DIRECTION> Images embedded in the records are excluded; print everything else exactly as given.

ENTRIES>
◆ ◆ ◆ ◆ ◆ ◆ ◆

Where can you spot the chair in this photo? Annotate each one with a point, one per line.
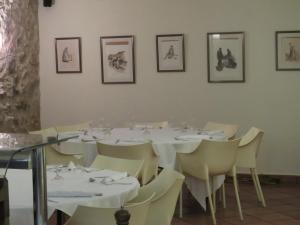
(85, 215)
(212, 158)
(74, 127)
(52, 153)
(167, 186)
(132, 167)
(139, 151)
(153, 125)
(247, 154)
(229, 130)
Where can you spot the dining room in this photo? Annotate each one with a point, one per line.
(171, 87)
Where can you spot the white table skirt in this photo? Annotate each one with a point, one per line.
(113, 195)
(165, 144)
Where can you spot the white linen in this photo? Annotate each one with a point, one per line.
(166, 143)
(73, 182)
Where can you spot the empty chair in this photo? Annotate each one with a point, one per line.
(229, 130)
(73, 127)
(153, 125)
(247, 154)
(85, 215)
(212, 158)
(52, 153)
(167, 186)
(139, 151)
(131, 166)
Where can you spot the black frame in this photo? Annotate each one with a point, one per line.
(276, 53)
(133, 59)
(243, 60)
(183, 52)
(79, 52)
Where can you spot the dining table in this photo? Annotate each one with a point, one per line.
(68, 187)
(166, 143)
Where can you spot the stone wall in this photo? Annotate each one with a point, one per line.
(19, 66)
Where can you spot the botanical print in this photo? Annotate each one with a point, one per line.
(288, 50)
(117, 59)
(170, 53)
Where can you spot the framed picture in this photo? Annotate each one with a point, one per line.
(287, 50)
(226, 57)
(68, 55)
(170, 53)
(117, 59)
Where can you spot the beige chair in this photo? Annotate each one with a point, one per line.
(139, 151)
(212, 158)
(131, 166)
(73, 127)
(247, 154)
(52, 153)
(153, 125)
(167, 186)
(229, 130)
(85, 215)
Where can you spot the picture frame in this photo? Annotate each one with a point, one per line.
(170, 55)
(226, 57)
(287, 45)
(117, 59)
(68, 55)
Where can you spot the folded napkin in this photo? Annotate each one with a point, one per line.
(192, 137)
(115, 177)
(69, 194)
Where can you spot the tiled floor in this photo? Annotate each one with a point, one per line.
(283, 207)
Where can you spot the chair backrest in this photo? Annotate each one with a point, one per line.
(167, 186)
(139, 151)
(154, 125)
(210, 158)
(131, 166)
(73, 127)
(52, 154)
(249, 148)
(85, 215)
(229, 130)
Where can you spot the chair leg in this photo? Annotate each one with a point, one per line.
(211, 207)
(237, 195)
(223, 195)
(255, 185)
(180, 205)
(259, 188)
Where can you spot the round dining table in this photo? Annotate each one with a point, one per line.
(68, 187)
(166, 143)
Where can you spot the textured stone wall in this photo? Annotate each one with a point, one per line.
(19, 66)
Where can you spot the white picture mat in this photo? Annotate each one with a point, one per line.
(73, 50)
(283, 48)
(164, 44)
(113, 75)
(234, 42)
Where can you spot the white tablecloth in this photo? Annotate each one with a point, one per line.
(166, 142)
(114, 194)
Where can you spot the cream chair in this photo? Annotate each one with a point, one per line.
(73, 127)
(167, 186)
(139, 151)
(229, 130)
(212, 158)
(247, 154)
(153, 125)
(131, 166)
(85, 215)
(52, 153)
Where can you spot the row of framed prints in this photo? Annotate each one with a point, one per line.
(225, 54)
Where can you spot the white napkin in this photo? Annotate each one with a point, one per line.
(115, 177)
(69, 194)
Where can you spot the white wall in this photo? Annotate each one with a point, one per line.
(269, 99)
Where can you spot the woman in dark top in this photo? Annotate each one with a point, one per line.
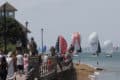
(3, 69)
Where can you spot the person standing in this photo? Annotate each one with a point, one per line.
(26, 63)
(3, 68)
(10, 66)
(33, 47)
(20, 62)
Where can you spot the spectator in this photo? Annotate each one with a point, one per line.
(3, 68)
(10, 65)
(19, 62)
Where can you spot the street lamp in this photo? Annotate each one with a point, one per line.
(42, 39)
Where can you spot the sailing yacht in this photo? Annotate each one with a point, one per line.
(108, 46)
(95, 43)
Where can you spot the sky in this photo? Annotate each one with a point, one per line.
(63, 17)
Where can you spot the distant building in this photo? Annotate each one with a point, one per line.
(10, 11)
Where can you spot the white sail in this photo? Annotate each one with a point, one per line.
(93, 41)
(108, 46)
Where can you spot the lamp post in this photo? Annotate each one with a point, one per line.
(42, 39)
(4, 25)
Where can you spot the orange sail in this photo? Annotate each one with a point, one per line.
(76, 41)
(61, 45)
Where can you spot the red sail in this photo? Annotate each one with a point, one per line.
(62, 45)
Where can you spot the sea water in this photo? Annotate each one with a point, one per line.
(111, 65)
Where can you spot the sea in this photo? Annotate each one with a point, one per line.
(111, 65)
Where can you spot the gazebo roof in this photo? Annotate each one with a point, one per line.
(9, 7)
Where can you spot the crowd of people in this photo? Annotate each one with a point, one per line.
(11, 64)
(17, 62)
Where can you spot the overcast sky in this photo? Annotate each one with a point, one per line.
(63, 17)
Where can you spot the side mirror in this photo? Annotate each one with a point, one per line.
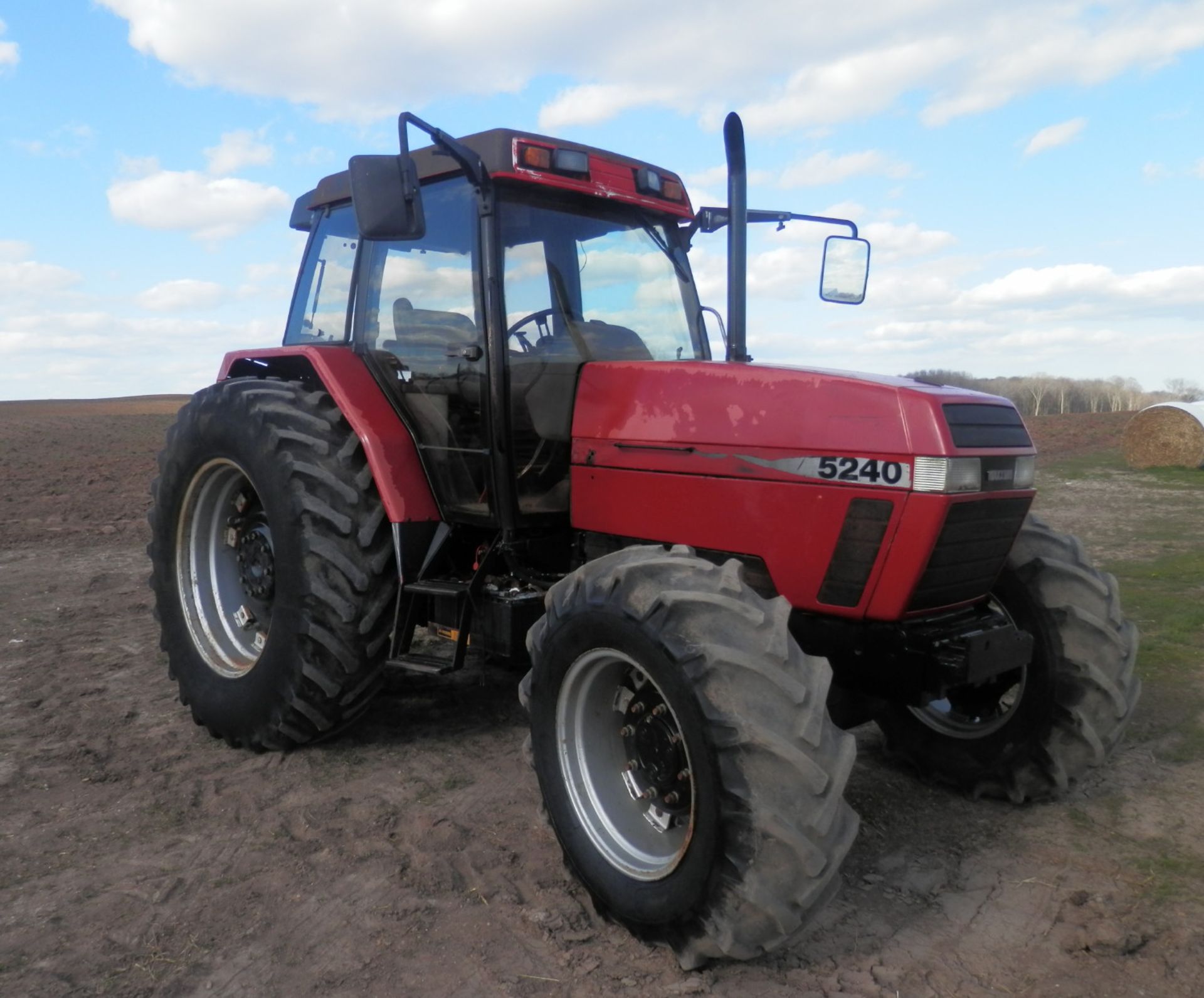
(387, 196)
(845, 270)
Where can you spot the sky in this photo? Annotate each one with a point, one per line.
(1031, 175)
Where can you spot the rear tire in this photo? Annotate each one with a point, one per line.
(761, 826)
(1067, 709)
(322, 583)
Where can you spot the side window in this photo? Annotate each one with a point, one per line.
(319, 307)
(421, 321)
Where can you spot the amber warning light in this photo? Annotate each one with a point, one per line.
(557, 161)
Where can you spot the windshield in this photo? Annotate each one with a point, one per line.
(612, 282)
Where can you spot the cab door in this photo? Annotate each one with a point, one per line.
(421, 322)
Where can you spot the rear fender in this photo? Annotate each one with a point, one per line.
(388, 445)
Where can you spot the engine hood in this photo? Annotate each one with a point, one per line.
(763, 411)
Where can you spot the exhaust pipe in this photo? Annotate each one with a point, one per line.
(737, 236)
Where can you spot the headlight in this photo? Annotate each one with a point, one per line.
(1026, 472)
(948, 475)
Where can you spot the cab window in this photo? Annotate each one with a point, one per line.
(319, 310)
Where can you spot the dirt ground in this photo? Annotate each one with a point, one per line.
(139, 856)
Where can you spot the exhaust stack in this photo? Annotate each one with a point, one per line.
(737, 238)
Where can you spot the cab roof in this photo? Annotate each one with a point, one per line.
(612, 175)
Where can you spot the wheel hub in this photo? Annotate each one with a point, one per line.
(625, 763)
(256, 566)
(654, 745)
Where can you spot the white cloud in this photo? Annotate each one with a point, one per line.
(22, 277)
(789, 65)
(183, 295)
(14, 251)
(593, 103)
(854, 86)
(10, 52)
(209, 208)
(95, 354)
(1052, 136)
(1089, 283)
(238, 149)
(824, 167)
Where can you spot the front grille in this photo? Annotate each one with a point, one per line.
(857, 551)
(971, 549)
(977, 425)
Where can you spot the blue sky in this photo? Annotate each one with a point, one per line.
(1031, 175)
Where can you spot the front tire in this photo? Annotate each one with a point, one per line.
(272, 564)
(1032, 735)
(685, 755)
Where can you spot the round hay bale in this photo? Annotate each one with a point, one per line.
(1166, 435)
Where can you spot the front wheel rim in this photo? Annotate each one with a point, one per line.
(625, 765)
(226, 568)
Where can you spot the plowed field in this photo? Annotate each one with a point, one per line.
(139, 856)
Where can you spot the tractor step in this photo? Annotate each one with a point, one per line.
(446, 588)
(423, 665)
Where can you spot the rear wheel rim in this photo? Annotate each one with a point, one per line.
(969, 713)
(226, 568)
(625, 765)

◆ ◆ ◆ ◆ ◆ ◆ ◆

RESPONSE TO THE TASK>
Where can you spot the chair in this photo? Annotate each one with a point, one per line.
(85, 215)
(212, 158)
(74, 127)
(52, 153)
(167, 186)
(132, 167)
(139, 151)
(153, 125)
(247, 154)
(229, 130)
Where can you spot the dining room in this photo? Annotate each one with a point, one per line.
(171, 87)
Where can you spot the white table skirt in this photo? Annotate each one with a point, one per line.
(113, 195)
(165, 144)
Where can you spot the white linen in this photo? Annotate each one with a point, one per line.
(166, 143)
(73, 182)
Where can you spot the empty chair in this photo? Annotate each one with a point, one per line.
(229, 130)
(73, 127)
(153, 125)
(247, 154)
(85, 215)
(212, 158)
(52, 153)
(167, 186)
(139, 151)
(131, 166)
Where can you spot the black frame in this photo? Annotate each one with a point, one per line.
(276, 53)
(133, 59)
(243, 60)
(183, 52)
(79, 52)
Where can you spot the dining table in this photo? Annotate each one with a point, one per line.
(68, 187)
(166, 143)
Where can you spot the stone wall in this photo? Annotate each one with a point, one per line.
(19, 66)
Where can you spot the botanical print in this photo? Annotate each one with a point, one per line.
(288, 50)
(117, 59)
(170, 53)
Where can you spot the framed picture in this photo? Annotate each one with a point, one per line.
(287, 50)
(226, 57)
(68, 55)
(170, 53)
(117, 59)
Where can you spot the beige chair in this photo? Annotate each one with a point, one per line.
(139, 151)
(212, 158)
(131, 166)
(73, 127)
(247, 154)
(52, 153)
(153, 125)
(167, 186)
(229, 130)
(85, 215)
Where can you spot the picture frame in this photo? Annotate each one with a point, one per line.
(170, 55)
(226, 57)
(287, 45)
(117, 59)
(68, 55)
Where can you spot the folded napkin in this photo? Annotate each one with a point, one per line.
(192, 137)
(115, 177)
(69, 194)
Where can you spot the tiled floor in this photo? Annotate each one with a point, one per line.
(283, 207)
Where can you spot the chair backrest in this photo? Annotate each one with a point, one per line.
(167, 186)
(139, 151)
(154, 125)
(210, 158)
(131, 166)
(73, 127)
(52, 154)
(249, 148)
(85, 215)
(229, 130)
Where can you spot the chair leg in this photo? Annotate each one with a point, one per line.
(211, 207)
(237, 195)
(223, 195)
(255, 185)
(180, 205)
(259, 188)
Where can you spot the round dining table in this photo? Annotate each one with a point, one per line.
(68, 187)
(166, 143)
Where can you spot the textured stone wall in this photo? Annotate each one with a point, one per line.
(19, 66)
Where can you spot the white picture mat in this photo? Annotate each one with a point, one per line.
(73, 50)
(283, 48)
(164, 44)
(113, 75)
(234, 42)
Where can you spot the white tablecloth in this photo? Annotate each one with a point, one per line.
(166, 142)
(114, 194)
Where can you spot the cream chair in this photo? Annotate each one with a point, one per line.
(73, 127)
(167, 186)
(139, 151)
(229, 130)
(212, 158)
(247, 154)
(153, 125)
(131, 166)
(85, 215)
(52, 153)
Where can you spot the row of framed prints in this photo? Annotate each one with a point, one per line.
(225, 54)
Where can you spot the white napkin in this photo? Annotate each one with a point, one per line.
(115, 177)
(69, 194)
Where can you spot the white wall in this photo? Annotate each one with a point, one per line.
(269, 99)
Where can you spot the woman in dark top in this photo? Annotate each one with a point, one per line.
(3, 69)
Where can you spot the person standing in this photo? Annotate each one with a point, one per line.
(26, 63)
(3, 68)
(10, 66)
(33, 47)
(20, 62)
Where can you spot the spectator in this photo? Annotate each one with a point, one per line.
(3, 68)
(10, 65)
(19, 62)
Where can you spot the street lamp in this photo? Annotate each one with a point, one per line.
(42, 39)
Where can you spot the sailing yacht in this photo? Annotate each one with a point, one per line.
(108, 46)
(95, 43)
Where can you spot the sky in this photo? Annotate each one with a point, one per line.
(63, 17)
Where can you spot the distant building in this photo? Annotate each one with a point, one per line.
(10, 11)
Where can you spot the white sail in this photo? Annotate each one with a point, one per line.
(93, 41)
(108, 46)
Where can you spot the lamp post in this photo? Annotate each one with a point, one per line.
(42, 39)
(4, 25)
Where can you spot the orange sail in this photo? Annotate each one with a point, one per line.
(76, 41)
(61, 45)
Where can you spot the red sail in this photo? Annotate each one with a point, one per line.
(62, 45)
Where can you spot the sea water in this photo? Annotate each one with a point, one per line.
(111, 65)
Where can you spot the sea in this photo? Annotate each one with a point, one per line.
(111, 65)
Where can you spot the gazebo roof in this photo? Annotate each one with a point, one per line.
(9, 7)
Where can you spot the crowd of people in this photo? Annotate each one with a point, one per line.
(11, 64)
(17, 62)
Where can you spot the overcast sky in this photo? Annotate each one with a point, one per line.
(63, 17)
Where can you spot the side mirror in this photo? Annotate each one with a point, one per line.
(387, 196)
(845, 270)
Where can you spot the sky in this photo? Annotate each one with a point, one per line.
(1031, 175)
Where can you spot the rear tire in this photo? Annotate each one with a point, one per line.
(761, 826)
(1067, 709)
(322, 583)
Where can you spot the side window in this photo? Annotate each one with a point, one per line.
(319, 307)
(421, 321)
Where can you spot the amber warning light in this photo? Annotate each one with a point, one per line.
(557, 161)
Where can you spot the windshield in this photo? Annotate each one with a point, one per line.
(612, 282)
Where can you spot the cab door in this photo? Annotate each one with a point, one per line.
(421, 322)
Where can you spot the rear fender in this photo? Annotate each one with a point, one per line.
(388, 445)
Where can you spot the engine hood in this photo? Annotate each one with a point, one per line.
(763, 411)
Where can you spot the exhaust pipe in this photo? Annotate each one with a point, one per line.
(737, 236)
Where can you spot the headlight in this photo? Annotate each one with a point, one per line.
(1026, 472)
(948, 475)
Where can you spot the cab window in this photo? Annotate each one with a point, one per line.
(319, 310)
Where can you spot the dirt ground in this photo? Annotate each one with a point, one per line.
(139, 856)
Where can you spot the exhaust stack in this photo? Annotate each one with a point, one per line.
(737, 238)
Where can you spot the cab roof in this photo? Annotate each one with a point, one per line.
(612, 175)
Where can you spot the wheel hub in this photo? Annotate each one with a point, one per line.
(625, 763)
(256, 566)
(654, 745)
Where can you spot the white cloud in this photo? Annotate each one with a point, one per line.
(22, 277)
(789, 65)
(183, 295)
(14, 251)
(593, 103)
(854, 86)
(10, 52)
(209, 208)
(95, 354)
(1052, 136)
(1089, 283)
(238, 149)
(824, 167)
Where can you spot the front grille in this photo? Annotate each one with a point, one per line.
(857, 551)
(971, 549)
(977, 425)
Where can you spot the blue sky in this photo? Annotate each one with a point, one per line.
(1031, 175)
Where can you spot the front tire in this photo? Annotate each one with a point, one per line.
(272, 564)
(1032, 735)
(685, 755)
Where can you spot the round hay bale in this photo? Annotate each one with a point, one per line.
(1166, 435)
Where can you spot the front wheel rim in this photo? Annotate each one with a point, one per line.
(625, 765)
(226, 568)
Where can you spot the plowed field in this photo? Annotate each one with a point, one per line.
(139, 856)
Where can you spot the tractor step in this photo? Annotate each one with a point, one per line.
(446, 588)
(423, 665)
Where can you spot the rear wheel rim in this photo? Annotate each one with a point, one per line.
(969, 713)
(226, 568)
(625, 765)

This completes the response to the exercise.